BRIEF: Using the records below, locate all lines containing "this" and return them.

GIVEN DATA:

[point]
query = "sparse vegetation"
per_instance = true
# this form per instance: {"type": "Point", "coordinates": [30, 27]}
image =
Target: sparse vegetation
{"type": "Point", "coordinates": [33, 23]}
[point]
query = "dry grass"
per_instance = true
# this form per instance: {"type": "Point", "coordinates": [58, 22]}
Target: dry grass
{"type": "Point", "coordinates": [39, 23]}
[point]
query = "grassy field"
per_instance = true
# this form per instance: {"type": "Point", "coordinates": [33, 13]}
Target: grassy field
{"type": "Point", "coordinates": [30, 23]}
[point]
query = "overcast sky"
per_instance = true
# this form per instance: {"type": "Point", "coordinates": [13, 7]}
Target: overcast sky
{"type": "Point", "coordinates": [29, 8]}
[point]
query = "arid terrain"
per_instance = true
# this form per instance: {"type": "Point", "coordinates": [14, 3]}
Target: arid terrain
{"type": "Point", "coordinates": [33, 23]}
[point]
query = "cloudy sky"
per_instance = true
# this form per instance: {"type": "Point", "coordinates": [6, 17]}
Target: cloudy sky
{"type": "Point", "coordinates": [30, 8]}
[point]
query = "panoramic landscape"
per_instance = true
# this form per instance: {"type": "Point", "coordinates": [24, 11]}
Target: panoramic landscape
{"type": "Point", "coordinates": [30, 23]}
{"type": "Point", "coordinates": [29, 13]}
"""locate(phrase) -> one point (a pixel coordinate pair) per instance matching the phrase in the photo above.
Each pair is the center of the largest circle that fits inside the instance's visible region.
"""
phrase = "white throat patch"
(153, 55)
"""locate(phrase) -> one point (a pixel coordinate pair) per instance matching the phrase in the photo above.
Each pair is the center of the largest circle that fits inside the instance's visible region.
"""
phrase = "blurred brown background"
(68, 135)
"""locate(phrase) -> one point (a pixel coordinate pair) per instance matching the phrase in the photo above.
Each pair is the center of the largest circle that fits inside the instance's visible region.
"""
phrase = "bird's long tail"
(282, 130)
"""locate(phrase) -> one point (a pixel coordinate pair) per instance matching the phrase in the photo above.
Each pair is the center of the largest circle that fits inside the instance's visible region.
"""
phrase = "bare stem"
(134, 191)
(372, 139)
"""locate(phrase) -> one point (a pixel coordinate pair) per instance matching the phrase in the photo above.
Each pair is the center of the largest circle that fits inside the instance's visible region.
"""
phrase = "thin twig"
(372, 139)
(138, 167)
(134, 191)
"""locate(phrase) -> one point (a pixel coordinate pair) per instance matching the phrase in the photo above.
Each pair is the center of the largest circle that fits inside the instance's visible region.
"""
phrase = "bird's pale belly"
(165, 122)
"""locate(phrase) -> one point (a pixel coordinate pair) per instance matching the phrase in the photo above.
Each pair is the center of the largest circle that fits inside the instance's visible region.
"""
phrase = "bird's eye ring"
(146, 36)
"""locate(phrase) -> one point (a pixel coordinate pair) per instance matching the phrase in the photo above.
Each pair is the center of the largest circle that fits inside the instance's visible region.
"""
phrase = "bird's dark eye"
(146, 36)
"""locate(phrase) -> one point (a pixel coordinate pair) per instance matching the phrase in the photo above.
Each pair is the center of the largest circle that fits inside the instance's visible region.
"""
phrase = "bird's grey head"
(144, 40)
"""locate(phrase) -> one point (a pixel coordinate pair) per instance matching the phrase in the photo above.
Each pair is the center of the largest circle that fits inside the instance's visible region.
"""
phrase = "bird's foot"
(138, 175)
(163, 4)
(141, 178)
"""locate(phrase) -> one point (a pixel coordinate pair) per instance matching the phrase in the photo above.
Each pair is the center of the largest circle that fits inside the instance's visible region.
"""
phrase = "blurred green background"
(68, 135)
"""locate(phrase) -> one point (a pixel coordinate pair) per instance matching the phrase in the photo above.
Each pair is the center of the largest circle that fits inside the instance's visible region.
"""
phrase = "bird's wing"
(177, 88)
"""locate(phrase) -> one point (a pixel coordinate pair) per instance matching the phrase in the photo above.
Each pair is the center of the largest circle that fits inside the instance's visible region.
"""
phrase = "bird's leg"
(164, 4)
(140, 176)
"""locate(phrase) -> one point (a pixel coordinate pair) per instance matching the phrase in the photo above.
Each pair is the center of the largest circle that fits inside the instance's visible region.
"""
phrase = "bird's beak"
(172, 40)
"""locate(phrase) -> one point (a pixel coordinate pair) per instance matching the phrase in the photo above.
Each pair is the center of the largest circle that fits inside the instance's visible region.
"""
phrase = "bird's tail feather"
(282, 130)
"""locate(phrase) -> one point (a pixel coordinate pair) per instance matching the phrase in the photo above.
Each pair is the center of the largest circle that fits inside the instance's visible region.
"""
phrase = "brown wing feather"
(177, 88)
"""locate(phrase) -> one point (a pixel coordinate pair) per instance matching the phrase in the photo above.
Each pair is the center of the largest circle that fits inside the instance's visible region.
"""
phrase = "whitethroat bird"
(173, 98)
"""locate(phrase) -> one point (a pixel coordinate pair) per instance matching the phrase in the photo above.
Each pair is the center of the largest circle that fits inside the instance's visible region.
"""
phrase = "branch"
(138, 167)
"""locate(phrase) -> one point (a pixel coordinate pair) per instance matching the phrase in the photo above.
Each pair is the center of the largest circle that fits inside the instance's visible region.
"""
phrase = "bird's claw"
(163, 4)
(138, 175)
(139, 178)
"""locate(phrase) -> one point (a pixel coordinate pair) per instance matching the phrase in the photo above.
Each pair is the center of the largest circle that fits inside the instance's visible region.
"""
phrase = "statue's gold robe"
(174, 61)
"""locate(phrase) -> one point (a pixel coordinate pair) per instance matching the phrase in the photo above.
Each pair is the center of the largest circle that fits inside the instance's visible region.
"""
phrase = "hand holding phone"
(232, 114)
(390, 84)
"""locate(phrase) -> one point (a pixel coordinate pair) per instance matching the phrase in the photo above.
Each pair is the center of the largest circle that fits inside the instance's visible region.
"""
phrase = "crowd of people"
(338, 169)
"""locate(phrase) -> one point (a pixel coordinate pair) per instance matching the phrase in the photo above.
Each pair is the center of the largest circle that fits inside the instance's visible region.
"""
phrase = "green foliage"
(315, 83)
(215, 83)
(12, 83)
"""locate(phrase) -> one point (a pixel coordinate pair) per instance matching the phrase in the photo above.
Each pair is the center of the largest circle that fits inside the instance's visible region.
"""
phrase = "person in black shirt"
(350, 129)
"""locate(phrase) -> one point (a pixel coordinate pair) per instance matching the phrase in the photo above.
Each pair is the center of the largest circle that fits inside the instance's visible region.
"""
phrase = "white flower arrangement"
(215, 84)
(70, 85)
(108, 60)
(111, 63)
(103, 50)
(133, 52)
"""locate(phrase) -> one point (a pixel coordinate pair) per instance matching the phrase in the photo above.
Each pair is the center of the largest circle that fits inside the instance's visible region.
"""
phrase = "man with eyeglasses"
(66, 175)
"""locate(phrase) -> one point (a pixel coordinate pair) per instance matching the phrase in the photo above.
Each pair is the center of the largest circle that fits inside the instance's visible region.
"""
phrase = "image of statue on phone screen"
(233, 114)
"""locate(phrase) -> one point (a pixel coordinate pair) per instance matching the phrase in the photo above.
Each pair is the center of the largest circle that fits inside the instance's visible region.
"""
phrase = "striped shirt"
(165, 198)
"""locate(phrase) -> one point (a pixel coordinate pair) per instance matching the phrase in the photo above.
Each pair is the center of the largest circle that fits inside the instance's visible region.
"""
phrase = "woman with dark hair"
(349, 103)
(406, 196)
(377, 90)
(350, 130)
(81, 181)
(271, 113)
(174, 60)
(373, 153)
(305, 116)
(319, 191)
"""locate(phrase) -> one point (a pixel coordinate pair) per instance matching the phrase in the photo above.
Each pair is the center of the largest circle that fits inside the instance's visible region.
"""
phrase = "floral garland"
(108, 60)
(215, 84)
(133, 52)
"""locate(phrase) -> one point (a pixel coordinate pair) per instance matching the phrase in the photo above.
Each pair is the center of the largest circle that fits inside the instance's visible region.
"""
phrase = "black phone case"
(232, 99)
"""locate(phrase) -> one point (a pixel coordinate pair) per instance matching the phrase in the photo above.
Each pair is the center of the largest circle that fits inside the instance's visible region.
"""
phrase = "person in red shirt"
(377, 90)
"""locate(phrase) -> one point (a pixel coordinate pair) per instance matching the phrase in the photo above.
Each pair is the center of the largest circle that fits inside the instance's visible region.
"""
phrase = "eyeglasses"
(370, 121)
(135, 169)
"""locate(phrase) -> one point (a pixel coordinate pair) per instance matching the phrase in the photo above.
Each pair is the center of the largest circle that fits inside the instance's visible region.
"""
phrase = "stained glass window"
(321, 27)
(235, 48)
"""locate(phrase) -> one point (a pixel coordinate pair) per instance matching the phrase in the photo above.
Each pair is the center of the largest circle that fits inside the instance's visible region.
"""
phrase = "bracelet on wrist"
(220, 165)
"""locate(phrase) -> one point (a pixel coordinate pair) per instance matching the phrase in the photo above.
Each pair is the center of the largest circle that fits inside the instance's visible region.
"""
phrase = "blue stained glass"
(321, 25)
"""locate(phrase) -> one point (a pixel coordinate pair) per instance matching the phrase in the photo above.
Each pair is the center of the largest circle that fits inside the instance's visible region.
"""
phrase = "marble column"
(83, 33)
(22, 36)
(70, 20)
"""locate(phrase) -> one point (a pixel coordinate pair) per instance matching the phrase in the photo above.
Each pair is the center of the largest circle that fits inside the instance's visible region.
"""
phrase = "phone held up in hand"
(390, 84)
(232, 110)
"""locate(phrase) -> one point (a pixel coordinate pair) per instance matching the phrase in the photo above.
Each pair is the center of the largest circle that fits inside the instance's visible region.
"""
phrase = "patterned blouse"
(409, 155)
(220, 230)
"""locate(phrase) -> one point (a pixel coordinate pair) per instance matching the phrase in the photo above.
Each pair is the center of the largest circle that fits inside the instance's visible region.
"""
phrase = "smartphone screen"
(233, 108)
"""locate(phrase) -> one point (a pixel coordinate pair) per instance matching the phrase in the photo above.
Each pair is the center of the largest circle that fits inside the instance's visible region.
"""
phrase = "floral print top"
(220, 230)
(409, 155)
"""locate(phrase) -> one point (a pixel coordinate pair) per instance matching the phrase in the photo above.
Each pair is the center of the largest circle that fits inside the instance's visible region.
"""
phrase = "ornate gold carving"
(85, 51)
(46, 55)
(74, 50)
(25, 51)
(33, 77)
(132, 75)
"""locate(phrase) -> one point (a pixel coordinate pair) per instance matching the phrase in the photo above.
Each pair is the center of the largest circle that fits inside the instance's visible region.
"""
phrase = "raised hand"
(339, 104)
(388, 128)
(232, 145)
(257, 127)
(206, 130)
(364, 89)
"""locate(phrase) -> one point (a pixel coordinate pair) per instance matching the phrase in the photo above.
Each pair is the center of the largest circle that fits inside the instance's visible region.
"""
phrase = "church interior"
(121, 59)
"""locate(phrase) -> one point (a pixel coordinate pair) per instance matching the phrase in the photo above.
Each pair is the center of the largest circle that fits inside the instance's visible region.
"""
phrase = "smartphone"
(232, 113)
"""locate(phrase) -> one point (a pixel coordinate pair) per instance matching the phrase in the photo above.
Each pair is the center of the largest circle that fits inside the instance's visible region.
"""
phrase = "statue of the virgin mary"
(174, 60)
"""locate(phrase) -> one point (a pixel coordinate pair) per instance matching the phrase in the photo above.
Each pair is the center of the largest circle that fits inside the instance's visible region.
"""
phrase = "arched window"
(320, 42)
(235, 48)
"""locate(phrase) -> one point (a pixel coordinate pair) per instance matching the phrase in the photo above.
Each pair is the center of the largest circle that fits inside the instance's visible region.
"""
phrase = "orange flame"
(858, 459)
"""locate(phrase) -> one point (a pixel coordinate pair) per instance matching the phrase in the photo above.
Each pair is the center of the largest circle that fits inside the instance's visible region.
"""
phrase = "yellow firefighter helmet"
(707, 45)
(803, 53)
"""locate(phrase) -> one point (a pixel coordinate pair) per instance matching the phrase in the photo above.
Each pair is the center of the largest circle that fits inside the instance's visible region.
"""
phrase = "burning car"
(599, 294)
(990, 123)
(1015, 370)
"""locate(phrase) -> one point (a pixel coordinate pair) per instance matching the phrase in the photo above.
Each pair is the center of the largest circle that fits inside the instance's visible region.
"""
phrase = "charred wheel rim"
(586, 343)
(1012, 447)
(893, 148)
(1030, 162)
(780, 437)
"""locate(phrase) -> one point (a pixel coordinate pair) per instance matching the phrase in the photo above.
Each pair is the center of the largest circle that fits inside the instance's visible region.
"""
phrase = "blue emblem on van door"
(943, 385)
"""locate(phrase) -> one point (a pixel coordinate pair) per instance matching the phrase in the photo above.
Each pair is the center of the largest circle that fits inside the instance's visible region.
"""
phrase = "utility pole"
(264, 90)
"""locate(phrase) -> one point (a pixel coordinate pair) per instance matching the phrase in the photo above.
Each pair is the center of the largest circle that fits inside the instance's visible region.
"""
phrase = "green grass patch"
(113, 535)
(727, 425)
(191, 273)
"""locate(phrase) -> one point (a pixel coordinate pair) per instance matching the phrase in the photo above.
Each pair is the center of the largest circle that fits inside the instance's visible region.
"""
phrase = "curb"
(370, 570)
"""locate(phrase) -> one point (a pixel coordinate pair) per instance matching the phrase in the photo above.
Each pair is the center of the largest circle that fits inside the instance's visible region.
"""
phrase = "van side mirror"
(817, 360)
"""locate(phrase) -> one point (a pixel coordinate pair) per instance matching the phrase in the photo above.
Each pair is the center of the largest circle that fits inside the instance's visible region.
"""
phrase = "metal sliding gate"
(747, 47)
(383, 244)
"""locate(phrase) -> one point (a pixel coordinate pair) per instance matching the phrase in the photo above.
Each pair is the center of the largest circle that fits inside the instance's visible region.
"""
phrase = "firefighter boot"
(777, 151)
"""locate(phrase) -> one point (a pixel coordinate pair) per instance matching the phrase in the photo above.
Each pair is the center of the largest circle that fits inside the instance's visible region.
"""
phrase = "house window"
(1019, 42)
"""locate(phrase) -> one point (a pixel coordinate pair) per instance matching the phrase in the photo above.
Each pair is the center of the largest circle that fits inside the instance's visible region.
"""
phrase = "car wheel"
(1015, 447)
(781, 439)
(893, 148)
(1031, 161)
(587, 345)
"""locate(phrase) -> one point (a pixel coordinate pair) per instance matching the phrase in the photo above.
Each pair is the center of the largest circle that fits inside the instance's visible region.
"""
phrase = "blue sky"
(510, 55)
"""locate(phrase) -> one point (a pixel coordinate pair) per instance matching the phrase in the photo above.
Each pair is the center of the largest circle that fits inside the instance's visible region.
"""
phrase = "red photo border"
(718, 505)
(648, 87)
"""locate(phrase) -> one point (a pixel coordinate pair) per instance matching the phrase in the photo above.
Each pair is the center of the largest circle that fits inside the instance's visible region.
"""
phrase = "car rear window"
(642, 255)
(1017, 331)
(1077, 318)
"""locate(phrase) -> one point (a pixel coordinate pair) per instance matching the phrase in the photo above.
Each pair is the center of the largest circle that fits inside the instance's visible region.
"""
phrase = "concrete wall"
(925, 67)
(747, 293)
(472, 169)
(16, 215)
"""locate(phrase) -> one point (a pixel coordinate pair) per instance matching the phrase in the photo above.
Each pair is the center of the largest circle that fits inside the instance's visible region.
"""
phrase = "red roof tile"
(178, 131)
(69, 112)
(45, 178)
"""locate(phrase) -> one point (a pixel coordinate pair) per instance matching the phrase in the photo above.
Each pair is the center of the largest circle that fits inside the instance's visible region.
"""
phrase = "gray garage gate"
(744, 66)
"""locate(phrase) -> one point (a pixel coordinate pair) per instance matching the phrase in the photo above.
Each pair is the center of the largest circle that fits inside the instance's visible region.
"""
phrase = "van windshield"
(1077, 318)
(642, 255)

REPLY TO THE EXERCISE:
# this form per instance: {"type": "Point", "coordinates": [30, 27]}
# this form per instance: {"type": "Point", "coordinates": [58, 22]}
# this form per instance: {"type": "Point", "coordinates": [33, 13]}
# this form per instance: {"type": "Point", "coordinates": [13, 7]}
# this form per instance: {"type": "Point", "coordinates": [14, 3]}
# this form per instance: {"type": "Point", "coordinates": [6, 17]}
# this form per instance: {"type": "Point", "coordinates": [24, 11]}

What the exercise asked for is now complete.